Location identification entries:

.....

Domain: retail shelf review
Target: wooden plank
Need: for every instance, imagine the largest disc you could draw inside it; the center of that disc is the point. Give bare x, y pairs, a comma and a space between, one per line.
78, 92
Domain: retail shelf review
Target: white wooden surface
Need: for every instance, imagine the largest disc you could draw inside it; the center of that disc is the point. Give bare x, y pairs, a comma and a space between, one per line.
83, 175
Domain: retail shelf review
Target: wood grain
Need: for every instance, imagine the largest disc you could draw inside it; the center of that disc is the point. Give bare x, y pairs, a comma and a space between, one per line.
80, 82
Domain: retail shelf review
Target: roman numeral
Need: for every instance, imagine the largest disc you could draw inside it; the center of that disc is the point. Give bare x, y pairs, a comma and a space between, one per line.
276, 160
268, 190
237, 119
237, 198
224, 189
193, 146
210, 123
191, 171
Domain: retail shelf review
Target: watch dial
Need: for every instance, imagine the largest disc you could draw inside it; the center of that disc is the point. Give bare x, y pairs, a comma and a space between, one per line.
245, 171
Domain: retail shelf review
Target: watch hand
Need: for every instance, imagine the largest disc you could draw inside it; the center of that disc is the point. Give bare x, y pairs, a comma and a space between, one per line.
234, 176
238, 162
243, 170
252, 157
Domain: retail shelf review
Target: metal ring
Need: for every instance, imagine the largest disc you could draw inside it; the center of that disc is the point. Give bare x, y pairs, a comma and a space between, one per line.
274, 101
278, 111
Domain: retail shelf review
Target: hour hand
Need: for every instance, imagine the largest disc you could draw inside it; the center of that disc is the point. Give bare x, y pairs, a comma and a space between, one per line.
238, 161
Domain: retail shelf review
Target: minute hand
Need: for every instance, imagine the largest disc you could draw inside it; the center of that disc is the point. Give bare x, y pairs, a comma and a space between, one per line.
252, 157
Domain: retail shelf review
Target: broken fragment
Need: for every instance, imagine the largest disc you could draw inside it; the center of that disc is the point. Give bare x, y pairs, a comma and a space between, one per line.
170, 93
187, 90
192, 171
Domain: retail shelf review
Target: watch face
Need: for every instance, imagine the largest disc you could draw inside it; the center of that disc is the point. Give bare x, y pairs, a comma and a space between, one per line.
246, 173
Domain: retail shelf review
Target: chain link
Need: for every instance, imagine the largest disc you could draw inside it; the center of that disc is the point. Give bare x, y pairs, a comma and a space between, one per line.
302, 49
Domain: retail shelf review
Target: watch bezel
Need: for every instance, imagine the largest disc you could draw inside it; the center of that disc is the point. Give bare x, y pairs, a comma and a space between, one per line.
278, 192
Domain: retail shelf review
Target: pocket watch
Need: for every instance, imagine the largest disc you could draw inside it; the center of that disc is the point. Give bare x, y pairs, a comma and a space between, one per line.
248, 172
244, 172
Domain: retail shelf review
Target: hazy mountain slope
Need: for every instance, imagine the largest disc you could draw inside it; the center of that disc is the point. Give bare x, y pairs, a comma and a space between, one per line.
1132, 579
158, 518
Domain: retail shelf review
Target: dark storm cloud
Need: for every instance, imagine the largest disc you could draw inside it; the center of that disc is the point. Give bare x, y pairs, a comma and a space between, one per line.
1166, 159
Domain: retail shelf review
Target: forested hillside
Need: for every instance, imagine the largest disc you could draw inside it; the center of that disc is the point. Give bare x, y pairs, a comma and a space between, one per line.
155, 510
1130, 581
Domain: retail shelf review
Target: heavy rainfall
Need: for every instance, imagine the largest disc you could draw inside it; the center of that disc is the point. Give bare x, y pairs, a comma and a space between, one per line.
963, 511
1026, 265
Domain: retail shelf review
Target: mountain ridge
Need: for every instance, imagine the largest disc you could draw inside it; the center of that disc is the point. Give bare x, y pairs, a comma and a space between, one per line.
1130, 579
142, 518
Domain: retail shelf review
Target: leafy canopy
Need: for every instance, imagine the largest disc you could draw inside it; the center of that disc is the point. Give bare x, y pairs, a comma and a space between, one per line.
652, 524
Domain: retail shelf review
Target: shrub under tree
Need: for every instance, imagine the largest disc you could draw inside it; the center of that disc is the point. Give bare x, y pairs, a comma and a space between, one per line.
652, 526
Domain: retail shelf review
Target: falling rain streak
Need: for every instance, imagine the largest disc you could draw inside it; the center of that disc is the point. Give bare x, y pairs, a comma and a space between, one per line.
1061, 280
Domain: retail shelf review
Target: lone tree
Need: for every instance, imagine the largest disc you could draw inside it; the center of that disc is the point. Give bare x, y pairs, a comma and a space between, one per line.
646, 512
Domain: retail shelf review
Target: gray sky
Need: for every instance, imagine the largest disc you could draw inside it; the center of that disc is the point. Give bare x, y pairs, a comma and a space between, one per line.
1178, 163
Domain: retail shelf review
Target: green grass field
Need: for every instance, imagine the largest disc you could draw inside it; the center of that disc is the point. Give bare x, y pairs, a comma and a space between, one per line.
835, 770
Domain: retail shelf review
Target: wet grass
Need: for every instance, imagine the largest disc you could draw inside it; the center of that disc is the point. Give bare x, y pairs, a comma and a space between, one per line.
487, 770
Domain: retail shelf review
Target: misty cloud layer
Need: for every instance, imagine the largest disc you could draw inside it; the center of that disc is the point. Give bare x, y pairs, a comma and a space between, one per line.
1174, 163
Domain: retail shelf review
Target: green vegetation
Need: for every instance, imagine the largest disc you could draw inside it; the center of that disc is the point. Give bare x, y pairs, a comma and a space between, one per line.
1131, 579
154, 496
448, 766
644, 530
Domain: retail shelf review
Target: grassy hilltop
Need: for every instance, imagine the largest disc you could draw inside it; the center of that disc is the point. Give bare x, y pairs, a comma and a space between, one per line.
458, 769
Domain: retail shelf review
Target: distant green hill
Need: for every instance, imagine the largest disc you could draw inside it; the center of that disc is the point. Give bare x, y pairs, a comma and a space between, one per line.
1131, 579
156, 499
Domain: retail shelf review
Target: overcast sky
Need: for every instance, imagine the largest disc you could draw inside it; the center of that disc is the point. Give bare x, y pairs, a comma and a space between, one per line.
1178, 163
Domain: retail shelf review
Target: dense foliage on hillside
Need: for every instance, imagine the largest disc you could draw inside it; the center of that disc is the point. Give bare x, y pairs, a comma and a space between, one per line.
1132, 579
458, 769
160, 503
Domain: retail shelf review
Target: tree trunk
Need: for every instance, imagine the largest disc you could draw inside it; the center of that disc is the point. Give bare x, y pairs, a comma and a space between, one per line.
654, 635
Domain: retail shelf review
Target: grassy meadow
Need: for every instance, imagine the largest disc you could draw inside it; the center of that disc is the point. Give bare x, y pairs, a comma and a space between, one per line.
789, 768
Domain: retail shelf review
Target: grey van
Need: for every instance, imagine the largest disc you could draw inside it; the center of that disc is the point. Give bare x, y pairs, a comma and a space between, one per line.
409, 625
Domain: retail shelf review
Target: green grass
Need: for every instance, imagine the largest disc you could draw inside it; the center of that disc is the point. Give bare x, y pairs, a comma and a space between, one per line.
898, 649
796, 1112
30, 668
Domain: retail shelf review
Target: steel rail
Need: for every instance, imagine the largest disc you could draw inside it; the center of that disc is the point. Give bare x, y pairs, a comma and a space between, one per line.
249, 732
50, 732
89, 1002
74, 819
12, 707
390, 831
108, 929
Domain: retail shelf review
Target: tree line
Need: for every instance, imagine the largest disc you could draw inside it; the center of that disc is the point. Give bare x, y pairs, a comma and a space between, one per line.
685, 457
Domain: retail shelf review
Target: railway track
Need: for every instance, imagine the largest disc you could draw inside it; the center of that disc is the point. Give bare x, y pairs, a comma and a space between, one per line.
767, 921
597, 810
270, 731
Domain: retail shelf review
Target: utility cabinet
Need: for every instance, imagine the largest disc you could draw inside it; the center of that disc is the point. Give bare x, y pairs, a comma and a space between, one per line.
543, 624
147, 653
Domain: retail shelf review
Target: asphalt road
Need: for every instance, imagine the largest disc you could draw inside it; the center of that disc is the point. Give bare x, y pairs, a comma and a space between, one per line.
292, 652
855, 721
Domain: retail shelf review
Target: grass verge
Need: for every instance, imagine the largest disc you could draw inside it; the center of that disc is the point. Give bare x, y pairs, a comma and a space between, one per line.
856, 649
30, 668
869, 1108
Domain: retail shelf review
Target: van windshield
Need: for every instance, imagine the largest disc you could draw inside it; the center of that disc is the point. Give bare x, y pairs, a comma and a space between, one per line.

.....

▶ **PROBLEM DESCRIPTION**: Select every line of the items above that contains the word "mountain", and copy each such line in full.

▶ **RESPONSE**:
Target: hazy mountain slope
Target: mountain ridge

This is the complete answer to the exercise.